--- Text provided ---
It can be clearly seen from Fig 4 that compared with several other denoising methods (wavelet threshold denoising, exponentially weighted moving average denoising, and moving average denoising), TLDCF-TSD can significantly reduce the non-stationarity of the sequence.

Bidirectional Temporal Convolutional Enhanced Network (BiTCEN).

A one-dimensional convolutional neural network (1D CNN) is a specialized type of convolutional neural network designed to extract local features from time series data by utilizing one-dimensional convolutional kernels along the time axis. Initially, the input data is processed through convolutional layers, where the kernels slide along the time axis and perform dot product operations with the input data, creating feature maps. These feature maps are then passed through non-linear activation functions, enhancing the model’s expressive capabilities. Stacking multiple convolutional layers enables the model to capture deeper temporal dependencies. Additionally, 1D CNNs may include pooling layers that reduce the dimensions of the feature maps by taking the maximum or average value within a local region, thereby decreasing computational complexity and mitigating overfitting risks. After multiple convolutional and pooling layers, the feature maps are integrated into a one-dimensional vector through a fully connected layer. Finally, the output layer performs predictions based on the task, such as classification or regression. This approach allows 1D CNNs to efficiently process one-dimensional time series data and extract complex temporal features. However, 1D CNNs may be less effective in capturing long-range dependencies.
--- Dataset entries ---
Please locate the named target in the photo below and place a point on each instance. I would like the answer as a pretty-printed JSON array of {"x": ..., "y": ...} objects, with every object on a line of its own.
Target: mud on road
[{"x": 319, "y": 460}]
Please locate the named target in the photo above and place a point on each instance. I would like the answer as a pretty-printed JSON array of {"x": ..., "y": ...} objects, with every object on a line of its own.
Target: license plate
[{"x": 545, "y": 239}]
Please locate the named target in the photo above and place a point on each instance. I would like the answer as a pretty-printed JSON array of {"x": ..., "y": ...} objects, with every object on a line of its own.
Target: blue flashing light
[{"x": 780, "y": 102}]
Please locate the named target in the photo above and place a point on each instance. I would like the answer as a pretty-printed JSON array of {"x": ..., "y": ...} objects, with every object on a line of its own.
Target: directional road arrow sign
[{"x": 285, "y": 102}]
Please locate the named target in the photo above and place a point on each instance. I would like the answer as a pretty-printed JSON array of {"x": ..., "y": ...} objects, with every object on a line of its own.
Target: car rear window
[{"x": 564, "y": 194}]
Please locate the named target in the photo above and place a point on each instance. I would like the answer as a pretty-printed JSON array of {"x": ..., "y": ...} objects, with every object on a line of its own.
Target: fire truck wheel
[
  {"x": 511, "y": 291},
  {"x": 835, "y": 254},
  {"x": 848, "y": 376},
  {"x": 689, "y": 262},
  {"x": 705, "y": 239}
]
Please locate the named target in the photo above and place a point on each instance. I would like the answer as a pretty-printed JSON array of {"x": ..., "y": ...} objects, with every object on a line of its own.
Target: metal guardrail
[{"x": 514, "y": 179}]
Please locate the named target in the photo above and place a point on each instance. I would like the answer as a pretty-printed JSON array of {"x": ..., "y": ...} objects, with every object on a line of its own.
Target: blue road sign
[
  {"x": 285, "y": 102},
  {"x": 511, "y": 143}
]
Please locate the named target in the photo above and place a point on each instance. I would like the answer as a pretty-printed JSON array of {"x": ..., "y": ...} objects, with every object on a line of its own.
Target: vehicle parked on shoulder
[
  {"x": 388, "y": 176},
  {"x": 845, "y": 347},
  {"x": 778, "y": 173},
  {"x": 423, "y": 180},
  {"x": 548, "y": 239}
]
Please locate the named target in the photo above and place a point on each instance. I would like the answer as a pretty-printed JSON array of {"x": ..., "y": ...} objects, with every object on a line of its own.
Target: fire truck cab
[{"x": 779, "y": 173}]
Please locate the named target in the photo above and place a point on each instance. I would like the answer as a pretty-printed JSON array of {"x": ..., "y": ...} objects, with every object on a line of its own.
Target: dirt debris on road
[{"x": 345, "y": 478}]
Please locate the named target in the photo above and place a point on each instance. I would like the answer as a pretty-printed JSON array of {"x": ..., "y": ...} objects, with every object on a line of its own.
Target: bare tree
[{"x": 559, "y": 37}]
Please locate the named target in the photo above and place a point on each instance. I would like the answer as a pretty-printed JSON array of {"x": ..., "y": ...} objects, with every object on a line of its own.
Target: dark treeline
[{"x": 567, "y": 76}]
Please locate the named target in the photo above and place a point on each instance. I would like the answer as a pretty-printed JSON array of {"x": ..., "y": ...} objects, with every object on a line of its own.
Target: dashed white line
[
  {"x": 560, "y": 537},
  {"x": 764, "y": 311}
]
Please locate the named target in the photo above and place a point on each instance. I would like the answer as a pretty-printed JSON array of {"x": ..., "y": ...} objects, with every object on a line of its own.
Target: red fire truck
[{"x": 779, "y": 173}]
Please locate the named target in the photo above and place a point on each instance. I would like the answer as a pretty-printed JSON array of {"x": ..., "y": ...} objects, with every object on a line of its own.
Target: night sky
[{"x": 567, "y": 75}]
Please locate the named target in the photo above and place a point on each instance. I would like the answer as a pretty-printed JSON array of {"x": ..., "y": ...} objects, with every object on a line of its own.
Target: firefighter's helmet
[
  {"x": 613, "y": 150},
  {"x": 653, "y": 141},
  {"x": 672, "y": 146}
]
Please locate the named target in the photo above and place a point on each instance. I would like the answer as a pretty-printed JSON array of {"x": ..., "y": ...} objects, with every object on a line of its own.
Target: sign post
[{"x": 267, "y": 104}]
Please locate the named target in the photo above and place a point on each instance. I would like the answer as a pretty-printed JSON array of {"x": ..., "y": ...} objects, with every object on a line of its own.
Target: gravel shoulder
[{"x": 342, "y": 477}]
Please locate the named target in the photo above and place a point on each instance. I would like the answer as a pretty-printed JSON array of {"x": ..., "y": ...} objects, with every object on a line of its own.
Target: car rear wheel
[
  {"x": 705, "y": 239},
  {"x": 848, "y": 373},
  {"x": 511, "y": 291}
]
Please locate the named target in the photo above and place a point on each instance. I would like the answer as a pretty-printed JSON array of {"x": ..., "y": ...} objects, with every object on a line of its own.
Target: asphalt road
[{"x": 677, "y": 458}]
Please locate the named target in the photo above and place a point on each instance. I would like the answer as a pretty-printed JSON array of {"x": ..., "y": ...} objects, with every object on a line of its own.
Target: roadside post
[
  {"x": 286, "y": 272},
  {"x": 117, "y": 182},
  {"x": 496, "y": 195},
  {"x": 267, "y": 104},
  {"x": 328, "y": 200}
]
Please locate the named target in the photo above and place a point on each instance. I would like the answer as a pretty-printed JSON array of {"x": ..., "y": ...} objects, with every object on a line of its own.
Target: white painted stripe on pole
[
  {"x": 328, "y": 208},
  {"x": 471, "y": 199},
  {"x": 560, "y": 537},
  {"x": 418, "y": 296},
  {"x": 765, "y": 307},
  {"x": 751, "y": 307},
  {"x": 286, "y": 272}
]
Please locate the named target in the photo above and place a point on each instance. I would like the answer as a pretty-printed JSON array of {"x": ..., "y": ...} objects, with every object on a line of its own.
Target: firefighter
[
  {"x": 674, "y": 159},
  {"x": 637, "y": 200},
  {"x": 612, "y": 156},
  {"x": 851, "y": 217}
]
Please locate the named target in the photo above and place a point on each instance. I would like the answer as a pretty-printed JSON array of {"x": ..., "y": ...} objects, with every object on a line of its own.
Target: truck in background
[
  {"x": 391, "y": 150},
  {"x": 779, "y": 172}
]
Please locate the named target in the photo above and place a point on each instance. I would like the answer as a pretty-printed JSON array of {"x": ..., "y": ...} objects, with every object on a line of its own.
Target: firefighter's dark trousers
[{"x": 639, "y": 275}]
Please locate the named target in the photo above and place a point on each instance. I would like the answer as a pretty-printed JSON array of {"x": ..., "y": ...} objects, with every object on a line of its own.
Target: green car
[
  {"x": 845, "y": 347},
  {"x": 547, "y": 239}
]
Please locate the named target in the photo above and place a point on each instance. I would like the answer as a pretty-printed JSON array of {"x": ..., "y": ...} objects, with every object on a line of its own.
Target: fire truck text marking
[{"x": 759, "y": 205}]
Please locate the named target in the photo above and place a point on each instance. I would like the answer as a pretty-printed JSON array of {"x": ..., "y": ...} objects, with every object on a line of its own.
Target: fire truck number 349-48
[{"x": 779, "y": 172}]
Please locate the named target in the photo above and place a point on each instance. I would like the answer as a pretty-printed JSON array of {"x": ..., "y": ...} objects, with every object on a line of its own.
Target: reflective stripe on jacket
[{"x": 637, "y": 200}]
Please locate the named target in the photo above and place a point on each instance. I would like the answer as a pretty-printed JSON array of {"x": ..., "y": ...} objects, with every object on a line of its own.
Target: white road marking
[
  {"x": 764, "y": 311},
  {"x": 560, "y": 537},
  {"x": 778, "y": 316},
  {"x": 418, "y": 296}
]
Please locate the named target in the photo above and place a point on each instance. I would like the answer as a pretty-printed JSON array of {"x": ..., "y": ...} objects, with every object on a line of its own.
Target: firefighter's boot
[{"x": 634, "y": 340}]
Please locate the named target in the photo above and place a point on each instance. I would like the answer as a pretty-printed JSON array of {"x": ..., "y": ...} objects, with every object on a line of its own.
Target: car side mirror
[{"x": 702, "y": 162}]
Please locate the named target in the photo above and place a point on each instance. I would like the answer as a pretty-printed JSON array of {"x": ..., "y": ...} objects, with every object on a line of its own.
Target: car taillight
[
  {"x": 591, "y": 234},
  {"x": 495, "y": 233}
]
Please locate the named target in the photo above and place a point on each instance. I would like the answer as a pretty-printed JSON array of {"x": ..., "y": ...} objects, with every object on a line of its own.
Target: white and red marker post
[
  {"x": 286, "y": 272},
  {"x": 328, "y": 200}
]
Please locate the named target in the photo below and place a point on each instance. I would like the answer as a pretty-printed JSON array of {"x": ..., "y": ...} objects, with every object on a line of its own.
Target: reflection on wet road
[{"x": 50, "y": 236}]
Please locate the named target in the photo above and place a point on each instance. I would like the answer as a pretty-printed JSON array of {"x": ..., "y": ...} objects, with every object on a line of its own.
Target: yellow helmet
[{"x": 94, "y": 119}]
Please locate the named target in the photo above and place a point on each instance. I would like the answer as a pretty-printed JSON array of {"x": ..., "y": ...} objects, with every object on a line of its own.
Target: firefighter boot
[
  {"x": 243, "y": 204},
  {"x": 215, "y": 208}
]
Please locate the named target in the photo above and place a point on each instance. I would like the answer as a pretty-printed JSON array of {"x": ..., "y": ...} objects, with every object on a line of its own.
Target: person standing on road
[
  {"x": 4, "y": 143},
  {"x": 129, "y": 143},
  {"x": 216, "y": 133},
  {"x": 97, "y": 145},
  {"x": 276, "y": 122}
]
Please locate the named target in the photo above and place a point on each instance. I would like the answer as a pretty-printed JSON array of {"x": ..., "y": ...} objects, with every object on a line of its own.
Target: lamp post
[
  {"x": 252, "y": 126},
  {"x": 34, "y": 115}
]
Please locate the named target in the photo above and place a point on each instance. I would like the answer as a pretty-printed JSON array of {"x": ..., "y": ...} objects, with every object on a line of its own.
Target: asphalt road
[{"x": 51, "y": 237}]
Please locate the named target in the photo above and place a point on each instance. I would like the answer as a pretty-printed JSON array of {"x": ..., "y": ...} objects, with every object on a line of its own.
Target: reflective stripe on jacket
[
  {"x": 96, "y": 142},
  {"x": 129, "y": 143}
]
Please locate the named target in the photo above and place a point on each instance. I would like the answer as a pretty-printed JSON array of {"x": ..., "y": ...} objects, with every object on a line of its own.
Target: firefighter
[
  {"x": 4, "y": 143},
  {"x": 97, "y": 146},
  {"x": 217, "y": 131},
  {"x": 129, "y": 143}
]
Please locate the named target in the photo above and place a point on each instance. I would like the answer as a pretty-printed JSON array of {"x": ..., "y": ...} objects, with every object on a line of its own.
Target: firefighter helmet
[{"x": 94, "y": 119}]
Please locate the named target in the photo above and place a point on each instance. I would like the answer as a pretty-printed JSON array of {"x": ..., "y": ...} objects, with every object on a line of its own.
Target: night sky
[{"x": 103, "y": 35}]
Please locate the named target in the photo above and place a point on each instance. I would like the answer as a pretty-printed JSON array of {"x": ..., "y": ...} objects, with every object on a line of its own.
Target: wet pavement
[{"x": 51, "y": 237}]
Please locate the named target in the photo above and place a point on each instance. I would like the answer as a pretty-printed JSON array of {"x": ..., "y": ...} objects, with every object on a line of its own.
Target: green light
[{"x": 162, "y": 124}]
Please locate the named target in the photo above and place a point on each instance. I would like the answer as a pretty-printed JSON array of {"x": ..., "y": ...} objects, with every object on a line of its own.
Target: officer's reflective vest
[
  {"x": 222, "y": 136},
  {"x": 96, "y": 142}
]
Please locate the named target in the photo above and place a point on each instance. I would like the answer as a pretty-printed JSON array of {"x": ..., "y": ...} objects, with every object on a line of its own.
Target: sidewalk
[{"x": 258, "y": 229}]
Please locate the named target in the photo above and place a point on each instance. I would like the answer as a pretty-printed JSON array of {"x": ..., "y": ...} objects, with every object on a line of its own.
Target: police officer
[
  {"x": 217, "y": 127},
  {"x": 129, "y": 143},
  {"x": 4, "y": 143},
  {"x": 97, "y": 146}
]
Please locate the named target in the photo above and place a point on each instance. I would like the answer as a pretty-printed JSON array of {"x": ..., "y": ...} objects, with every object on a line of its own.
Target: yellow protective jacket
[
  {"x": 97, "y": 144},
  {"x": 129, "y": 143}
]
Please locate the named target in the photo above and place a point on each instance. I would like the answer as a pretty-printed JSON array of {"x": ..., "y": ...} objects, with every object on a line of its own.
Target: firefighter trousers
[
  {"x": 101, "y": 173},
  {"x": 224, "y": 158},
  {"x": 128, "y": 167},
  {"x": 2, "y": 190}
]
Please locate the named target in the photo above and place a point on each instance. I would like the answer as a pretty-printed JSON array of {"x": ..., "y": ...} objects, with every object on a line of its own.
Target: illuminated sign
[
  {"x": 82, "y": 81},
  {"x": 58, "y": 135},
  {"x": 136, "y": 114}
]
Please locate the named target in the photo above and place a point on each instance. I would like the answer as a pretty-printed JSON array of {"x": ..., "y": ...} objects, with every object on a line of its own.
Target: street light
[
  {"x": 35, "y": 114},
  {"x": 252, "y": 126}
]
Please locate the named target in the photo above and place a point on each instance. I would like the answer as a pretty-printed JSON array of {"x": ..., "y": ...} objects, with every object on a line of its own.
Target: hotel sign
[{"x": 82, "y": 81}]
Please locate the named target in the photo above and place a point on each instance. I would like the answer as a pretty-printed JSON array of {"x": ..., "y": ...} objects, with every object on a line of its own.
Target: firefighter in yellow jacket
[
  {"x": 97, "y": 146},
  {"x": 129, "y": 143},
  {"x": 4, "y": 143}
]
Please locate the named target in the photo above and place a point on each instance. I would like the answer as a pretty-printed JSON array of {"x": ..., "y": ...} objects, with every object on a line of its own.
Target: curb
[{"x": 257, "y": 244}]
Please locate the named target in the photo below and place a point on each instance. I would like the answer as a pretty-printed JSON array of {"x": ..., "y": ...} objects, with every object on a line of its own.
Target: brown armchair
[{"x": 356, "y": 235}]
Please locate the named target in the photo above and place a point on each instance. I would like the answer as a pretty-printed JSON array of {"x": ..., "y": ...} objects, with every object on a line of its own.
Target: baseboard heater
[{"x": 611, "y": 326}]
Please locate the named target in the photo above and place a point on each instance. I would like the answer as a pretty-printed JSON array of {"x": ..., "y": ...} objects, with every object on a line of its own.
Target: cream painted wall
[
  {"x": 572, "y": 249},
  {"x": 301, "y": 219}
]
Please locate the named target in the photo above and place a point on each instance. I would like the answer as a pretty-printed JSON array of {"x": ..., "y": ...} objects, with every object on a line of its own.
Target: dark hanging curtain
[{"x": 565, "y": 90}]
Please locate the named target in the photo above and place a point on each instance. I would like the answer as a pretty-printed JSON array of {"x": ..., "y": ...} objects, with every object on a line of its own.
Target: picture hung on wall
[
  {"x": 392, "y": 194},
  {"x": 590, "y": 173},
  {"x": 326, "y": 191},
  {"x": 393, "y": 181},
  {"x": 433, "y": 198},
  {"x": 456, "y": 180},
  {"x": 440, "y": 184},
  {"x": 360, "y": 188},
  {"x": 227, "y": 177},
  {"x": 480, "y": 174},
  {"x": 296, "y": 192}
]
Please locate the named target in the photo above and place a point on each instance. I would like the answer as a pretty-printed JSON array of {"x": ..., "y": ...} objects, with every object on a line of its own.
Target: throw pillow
---
§ Given instruction
Resume the text on time series denoising and the BiTCEN network, writing on from its last sentence.

§ Result for this task
Temporal Convolutional Network (TCN) [37] is a deep learning model composed of a series of causal convolutional layers and dilated convolutional layers. When applied to time-series tasks, TCN effectively maintains temporal order while leveraging parallel computation capabilities. Compared to 1D CNNs, TCN demonstrates improved stability and training efficiency, making it particularly suitable for handling long sequence data. However, TCN only employs forward convolutions, extracting features solely from the forward input sequence of corn prices, thereby overlooking implicit information in the backward sequence.

To address this limitation, we propose a new time series processing algorithm called Bidirectional Temporal Convolutional Enhanced Network (BiTCEN). The structural design of BiTCEN is unique and significantly different from traditional algorithms. Traditional bidirectional temporal convolutional networks have limitations when processing time series data. BiTCEN not only retains the bidirectional structure but also conducts in-depth optimization. By processing the time series through forward and backward temporal convolutional layers respectively and then cleverly fusing the outputs of the two directions, it can more comprehensively capture the long-term dependencies and dynamic changes in the time series. In terms of the activation function, LeakyReLu is used instead of the traditional ReLu. The LeakyReLu activation function allows a small non-zero slope when the input is negative, effectively alleviating the neuron “death” problem that may be caused by the traditional ReLu activation function, making the network more stable during training, better adapting to complex data distributions, and greatly improving the generalization ability of the model. At the same time, a hybrid structure combining ordinary convolution and dilated causal convolution is adopted. An ordinary convolution layer is added before the dilated causal convolution. Ordinary convolution can capture the local spatial correlation of the time series, and dilated causal convolution can extract features on different time scales, providing a powerful tool for feature extraction.

BiTCEN can extract richer and more accurate features from time series data. This performance surpasses many existing time series analysis algorithms. Through innovative designs of the bidirectional structure, activation function, and convolution combination, it can better adapt to the complexity and variability of time series data and provide more valuable information for subsequent analysis and prediction tasks. For example, in time series analysis in different fields, BiTCEN can more accurately capture key features and provide strong support for decision-making.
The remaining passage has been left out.